**TASK BRIEF**
Entries follow. Set all of them down as they stand.

Stored dataset items:
----

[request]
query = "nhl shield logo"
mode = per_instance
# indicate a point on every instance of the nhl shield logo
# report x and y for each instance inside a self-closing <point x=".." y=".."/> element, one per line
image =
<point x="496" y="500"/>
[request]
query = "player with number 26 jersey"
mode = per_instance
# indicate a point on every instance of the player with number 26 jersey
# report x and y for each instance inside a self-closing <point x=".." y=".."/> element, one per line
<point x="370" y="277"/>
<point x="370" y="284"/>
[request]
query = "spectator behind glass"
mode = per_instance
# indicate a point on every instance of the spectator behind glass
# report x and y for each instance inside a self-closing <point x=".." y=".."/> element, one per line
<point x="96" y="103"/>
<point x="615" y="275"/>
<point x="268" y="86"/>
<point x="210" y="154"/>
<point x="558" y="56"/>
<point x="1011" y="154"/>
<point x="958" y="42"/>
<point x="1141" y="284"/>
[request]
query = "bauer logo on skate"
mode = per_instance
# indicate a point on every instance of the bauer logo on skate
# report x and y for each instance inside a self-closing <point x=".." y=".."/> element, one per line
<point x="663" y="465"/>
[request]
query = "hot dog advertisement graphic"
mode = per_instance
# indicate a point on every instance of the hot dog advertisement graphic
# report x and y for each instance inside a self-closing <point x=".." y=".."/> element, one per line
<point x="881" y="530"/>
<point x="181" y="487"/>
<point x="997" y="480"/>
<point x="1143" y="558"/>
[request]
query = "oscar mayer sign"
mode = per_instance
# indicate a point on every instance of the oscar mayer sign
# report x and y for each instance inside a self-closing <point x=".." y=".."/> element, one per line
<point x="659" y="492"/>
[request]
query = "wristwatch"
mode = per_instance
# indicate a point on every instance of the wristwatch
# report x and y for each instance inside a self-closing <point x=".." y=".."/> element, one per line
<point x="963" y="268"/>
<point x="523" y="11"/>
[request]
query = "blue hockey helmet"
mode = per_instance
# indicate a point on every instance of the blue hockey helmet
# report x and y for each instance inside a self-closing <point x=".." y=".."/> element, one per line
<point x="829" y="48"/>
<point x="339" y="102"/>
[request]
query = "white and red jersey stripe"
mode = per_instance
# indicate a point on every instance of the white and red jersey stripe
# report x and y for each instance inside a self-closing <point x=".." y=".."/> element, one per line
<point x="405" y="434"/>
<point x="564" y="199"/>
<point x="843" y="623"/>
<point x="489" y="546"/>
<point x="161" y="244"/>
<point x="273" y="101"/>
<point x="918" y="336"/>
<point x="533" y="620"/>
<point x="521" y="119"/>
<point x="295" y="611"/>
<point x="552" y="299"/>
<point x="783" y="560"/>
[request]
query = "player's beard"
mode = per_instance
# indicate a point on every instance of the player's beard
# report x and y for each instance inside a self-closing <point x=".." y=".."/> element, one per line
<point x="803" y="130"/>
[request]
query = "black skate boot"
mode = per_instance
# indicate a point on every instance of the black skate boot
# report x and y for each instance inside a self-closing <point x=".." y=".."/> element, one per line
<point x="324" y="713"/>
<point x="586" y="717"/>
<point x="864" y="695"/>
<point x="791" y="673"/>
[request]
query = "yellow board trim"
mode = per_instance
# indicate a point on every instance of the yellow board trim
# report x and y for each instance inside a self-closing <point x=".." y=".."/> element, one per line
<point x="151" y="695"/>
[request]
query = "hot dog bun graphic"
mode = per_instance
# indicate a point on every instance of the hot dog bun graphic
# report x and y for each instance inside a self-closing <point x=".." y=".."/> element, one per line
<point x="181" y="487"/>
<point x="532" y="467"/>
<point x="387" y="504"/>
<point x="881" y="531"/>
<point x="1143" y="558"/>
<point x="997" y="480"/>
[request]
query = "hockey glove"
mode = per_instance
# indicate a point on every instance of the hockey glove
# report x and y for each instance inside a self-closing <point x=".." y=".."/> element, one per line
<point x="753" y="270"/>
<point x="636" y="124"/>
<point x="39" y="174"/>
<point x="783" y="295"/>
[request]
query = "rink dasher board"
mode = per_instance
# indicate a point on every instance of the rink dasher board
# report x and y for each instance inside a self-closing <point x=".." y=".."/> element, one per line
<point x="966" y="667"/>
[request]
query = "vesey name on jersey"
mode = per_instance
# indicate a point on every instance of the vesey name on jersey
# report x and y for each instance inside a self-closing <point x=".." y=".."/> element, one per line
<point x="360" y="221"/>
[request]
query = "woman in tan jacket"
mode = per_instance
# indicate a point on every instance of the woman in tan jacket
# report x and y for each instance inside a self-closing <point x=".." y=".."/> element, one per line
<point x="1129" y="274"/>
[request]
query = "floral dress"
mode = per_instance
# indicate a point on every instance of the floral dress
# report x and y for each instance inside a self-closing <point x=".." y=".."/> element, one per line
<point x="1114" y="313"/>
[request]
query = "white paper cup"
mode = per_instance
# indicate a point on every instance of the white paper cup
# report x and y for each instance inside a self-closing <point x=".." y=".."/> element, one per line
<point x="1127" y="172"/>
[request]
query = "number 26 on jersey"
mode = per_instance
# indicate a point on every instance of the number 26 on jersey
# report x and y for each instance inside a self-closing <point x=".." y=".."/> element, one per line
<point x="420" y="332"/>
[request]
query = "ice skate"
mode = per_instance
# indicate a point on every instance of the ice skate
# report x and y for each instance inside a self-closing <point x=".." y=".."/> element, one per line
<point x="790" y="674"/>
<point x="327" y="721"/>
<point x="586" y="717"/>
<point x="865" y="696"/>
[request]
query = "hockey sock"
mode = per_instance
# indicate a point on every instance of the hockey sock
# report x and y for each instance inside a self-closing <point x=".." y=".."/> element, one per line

----

**RESULT FOR THIS TASK**
[request]
query = "nhl shield logo"
mode = per_instance
# indicate a point on every instance of the nhl shield logo
# report x and y for each instance inside a self-closing <point x=".." y=".."/> element, one per line
image =
<point x="496" y="500"/>
[request]
query = "player with number 26 jersey"
mode = per_instance
# indicate a point on every instance of the player with number 26 jersey
# report x and y for each instance inside a self-closing <point x=".." y=".."/> element, one per line
<point x="370" y="277"/>
<point x="370" y="284"/>
[request]
query = "spectator behind glass"
mode = per_instance
# indicate a point on every instance of the spectator behind glass
# report x and y for each instance inside a self-closing <point x=".." y=".."/> element, one per line
<point x="96" y="103"/>
<point x="615" y="275"/>
<point x="268" y="86"/>
<point x="210" y="154"/>
<point x="558" y="56"/>
<point x="1011" y="154"/>
<point x="958" y="42"/>
<point x="1141" y="284"/>
[request]
query = "bauer logo on skate"
mode = per_instance
# indicate a point on every instance of the bauer logo on skate
# report x and y for each instance inside a self-closing <point x=".." y=".."/> element, one per line
<point x="663" y="465"/>
[request]
query = "hot dog advertisement graphic"
mode = per_instance
# indicate a point on every instance of the hot dog advertisement graphic
# report x and y for each instance inside a self-closing <point x=".." y=".."/> element, one per line
<point x="881" y="530"/>
<point x="181" y="487"/>
<point x="997" y="480"/>
<point x="1143" y="558"/>
[request]
query = "oscar mayer sign"
mode = per_instance
# indicate a point on every instance of the oscar mayer sign
# report x and y for each instance inside a self-closing <point x=".." y=".."/> element, one per line
<point x="659" y="492"/>
[request]
query = "wristwatch"
mode = per_instance
# indicate a point on every instance of the wristwatch
# report x and y for each instance inside a self-closing <point x=".." y=".."/> element, one per line
<point x="963" y="268"/>
<point x="523" y="11"/>
[request]
query = "blue hockey helmet"
mode = per_instance
# indicate a point on every instance of the blue hockey helmet
# report x and y for each instance inside a self-closing <point x=".." y=".."/> element, one per line
<point x="829" y="48"/>
<point x="339" y="102"/>
[request]
query = "white and red jersey stripe"
mode = per_instance
# indicate a point on every instance of the white and red jersey stripe
# report x and y for each instance inside a self-closing <point x=".." y=".."/> element, one per line
<point x="405" y="434"/>
<point x="564" y="199"/>
<point x="843" y="623"/>
<point x="489" y="546"/>
<point x="161" y="244"/>
<point x="273" y="101"/>
<point x="918" y="336"/>
<point x="533" y="620"/>
<point x="521" y="119"/>
<point x="295" y="611"/>
<point x="552" y="299"/>
<point x="783" y="560"/>
[request]
query = "player's beard"
mode = per_instance
# indicate a point on every instance of the player's beard
# report x and y for each instance inside a self-closing <point x=".." y=".."/> element, one per line
<point x="803" y="130"/>
[request]
query = "black skate boot"
mode = per_instance
# indicate a point on every instance of the black skate boot
# report x and y for each instance inside a self-closing <point x=".." y=".."/> element, one per line
<point x="324" y="713"/>
<point x="586" y="717"/>
<point x="864" y="695"/>
<point x="791" y="673"/>
[request]
query = "yellow board trim"
mode = per_instance
# indicate a point on every instance of the yellow board trim
# report x and y for each instance inside a self-closing <point x=".." y=".."/> element, one per line
<point x="151" y="695"/>
[request]
query = "hot dog bun graphic"
mode = per_instance
# indicate a point on every instance of the hot dog bun graphic
# report x and y for each instance inside a self-closing <point x=".." y=".."/> element, one per line
<point x="181" y="487"/>
<point x="532" y="467"/>
<point x="387" y="504"/>
<point x="881" y="531"/>
<point x="1143" y="558"/>
<point x="997" y="480"/>
[request]
query = "hockey glove"
mode = per_instance
# indicate a point on every instance of the hockey glove
# report x and y for each instance inside a self-closing <point x=".." y=".."/> element, one per line
<point x="753" y="270"/>
<point x="636" y="124"/>
<point x="39" y="174"/>
<point x="783" y="295"/>
[request]
query = "rink dasher board"
mode = per_instance
# indicate a point on every instance of the rink dasher board
# report x and y for each instance inside a self-closing <point x=".." y=".."/> element, one per line
<point x="966" y="667"/>
[request]
query = "vesey name on jersey"
mode = per_instance
# indicate a point on every instance of the vesey name on jersey
# report x and y for each instance inside a self-closing <point x=".." y=".."/> element, one per line
<point x="360" y="221"/>
[request]
query = "woman in tan jacket"
mode = per_instance
# indicate a point on every instance of the woman in tan jacket
# report x and y for each instance inside a self-closing <point x=".." y=".."/> element, one per line
<point x="1129" y="274"/>
[request]
query = "floral dress"
mode = per_instance
# indicate a point on every instance of the floral dress
# report x and y for each instance inside a self-closing <point x=".." y=".."/> element, one per line
<point x="1114" y="313"/>
[request]
query = "white paper cup"
mode = per_instance
# indicate a point on every instance of the white paper cup
# report x and y for each instance inside a self-closing <point x=".." y=".."/> element, one per line
<point x="1127" y="172"/>
[request]
query = "number 26 on jersey"
mode = per_instance
# indicate a point on every instance of the number 26 on jersey
# report x and y for each instance inside a self-closing <point x=".." y=".."/> element, one per line
<point x="420" y="332"/>
[request]
query = "ice skate"
mode = per_instance
# indicate a point on every instance of the ice skate
# report x and y for each instance inside a self-closing <point x=".." y=".."/> element, one per line
<point x="790" y="674"/>
<point x="327" y="721"/>
<point x="586" y="717"/>
<point x="865" y="696"/>
[request]
query = "hockey sock"
mode = per_instance
# indicate a point on every instance of the hockey sock
# report x and y for each instance inside a self-closing <point x=".." y=".."/> element, one per line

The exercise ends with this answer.